─── 本文抜粋 ───

悟りが無気力や無関心と混同されやすいことには理由があります。どう違うのかを考える上で、似ている点を認識することは有力な手がかりになります。

(1)無関心

悟るためには、執着しないことが必要と言われています。執着とは、物事に固執し、捉われることです。

執着を手放す過程で、物事に対する興味や関心を失って、無関心になると考えられたのでしょう。

しかし、執着を手放すとは、「どうしてもこうなってほしい」や「ああでなくてはならない」という強い思い込みを手放すことです。

「こうであったらうれしい、けど、べつにそうならなくてもいいけどね」は執着していません。

悟りがシンプルに意味するところは、知ること、気がつくこと、です。ですから、悟るとは、自分やすべての物事をありのままに分かる、ということになります。

ありのままに分かるためには、果たして対象に無関心でそれが可能でしょうか。

一方、物事がありのままに分かると、物事のプラス面とマイナス面もよく見えるようになります。

執着するのは、あることがそうでないことよりも、「絶対にいい」と思っているためです。でも、それは悟っていないが故の思い込みです。すべての物事はニュートラルですから。

悟りに近づくとは、対象にしっかり向き合い、ありのままに受け止めて、分かるようになることです。

そうすると、いい面も悪い面も両方が見えるので、無関心じゃないけど、執着しない状態になるというわけです。

(2)無気力

無気力とは、意欲のないこと、進んで何かをしようとする意欲のないことです。

ここでも、悟りにおける執着しないことや欲望を捨てることが、悟ると無気力になるという発想につながっているようです。

たしかに、仏教では俗世間の欲を捨てる出家という方法を勧めています。さらに悟りたいという欲も悟りの妨げになるので、捨てなければならないとされています。

欲を捨てて読経三昧、瞑想三昧、しかも、大元の動機である悟りの欲求まで捨ててしまっては、無気力になってしまうと考える人がいても止むを得ないかもしれません。

しかし、ここにも誤解があります。

悟りのために捨てるのは、あくまでもエゴ(小我)の欲です。悟りたいという欲も、同じくエゴの欲です。

そうしてエゴの欲を捨て去ったあとに、魂(真我)の欲求(欲という言葉が不適切なら、魂の目的と言ってもいいかもしれません)をすくい上げるのが悟りです。

魂の目的とは、生まれてきた目的、人生の意味ということでもあります。悟りにより、生まれてきた目的をしっかりと捉えた人が無気力であるはずがありません。

ただ、エゴの欲を捨てるのは口で言うほど簡単ではありません。エゴには生存本能のような欲求も含まれるので、生きる力を殺ぎ落とす方向に力をかけているのは間違いありません。

そのぎりぎりのせめぎ合いが修行による悟りの道ということになります。これについてはあとで触れます。

(3)不動心

ついでと言ってはなんですが、無気力・無関心と並んで、悟りに関連して誤解されやすい不動心についても触れておきましょう。

不動心とは、文字どおり動じない心です。悟りが進めば、不動心が根付いてくるのですが、ここにも誤解が存在します。

───

*作業内容*:
悟りについての本文から、「悟りのために捨てるのは、あく」から「ているのは間違いありません。」までを一字も変えずに打ち直してください。 答えるときは本文だけを使ってください。

─── 項目一覧 ───

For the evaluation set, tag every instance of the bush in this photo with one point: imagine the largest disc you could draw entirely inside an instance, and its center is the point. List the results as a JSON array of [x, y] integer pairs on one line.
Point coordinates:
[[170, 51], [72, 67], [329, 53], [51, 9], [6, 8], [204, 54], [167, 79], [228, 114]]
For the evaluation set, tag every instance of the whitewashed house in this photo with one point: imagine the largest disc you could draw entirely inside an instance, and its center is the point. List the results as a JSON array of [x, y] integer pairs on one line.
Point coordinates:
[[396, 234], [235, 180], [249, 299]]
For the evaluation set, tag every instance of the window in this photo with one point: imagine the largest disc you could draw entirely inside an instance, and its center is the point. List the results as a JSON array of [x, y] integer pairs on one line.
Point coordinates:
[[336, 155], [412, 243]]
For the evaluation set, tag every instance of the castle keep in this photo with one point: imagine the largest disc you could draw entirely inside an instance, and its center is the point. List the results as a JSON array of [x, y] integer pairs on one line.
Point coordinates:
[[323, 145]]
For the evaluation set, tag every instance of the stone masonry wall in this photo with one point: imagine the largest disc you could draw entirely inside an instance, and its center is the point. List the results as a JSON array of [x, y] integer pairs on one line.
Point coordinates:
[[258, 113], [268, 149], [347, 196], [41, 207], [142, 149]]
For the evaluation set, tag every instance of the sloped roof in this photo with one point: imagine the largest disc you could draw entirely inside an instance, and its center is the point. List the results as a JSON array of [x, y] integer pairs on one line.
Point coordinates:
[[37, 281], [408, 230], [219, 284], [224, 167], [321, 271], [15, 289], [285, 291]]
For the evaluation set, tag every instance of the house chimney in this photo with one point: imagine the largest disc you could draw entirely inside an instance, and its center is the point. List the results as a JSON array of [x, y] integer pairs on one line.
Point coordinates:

───

*解答*:
悟りのために捨てるのは、あくまでもエゴ(小我)の欲です。悟りたいという欲も、同じくエゴの欲です。

そうしてエゴの欲を捨て去ったあとに、魂(真我)の欲求(欲という言葉が不適切なら、魂の目的と言ってもいいかもしれません)をすくい上げるのが悟りです。

魂の目的とは、生まれてきた目的、人生の意味ということでもあります。悟りにより、生まれてきた目的をしっかりと捉えた人が無気力であるはずがありません。

ただ、エゴの欲を捨てるのは口で言うほど簡単ではありません。エゴには生存本能のような欲求も含まれるので、生きる力を殺ぎ落とす方向に力をかけているのは間違いありません。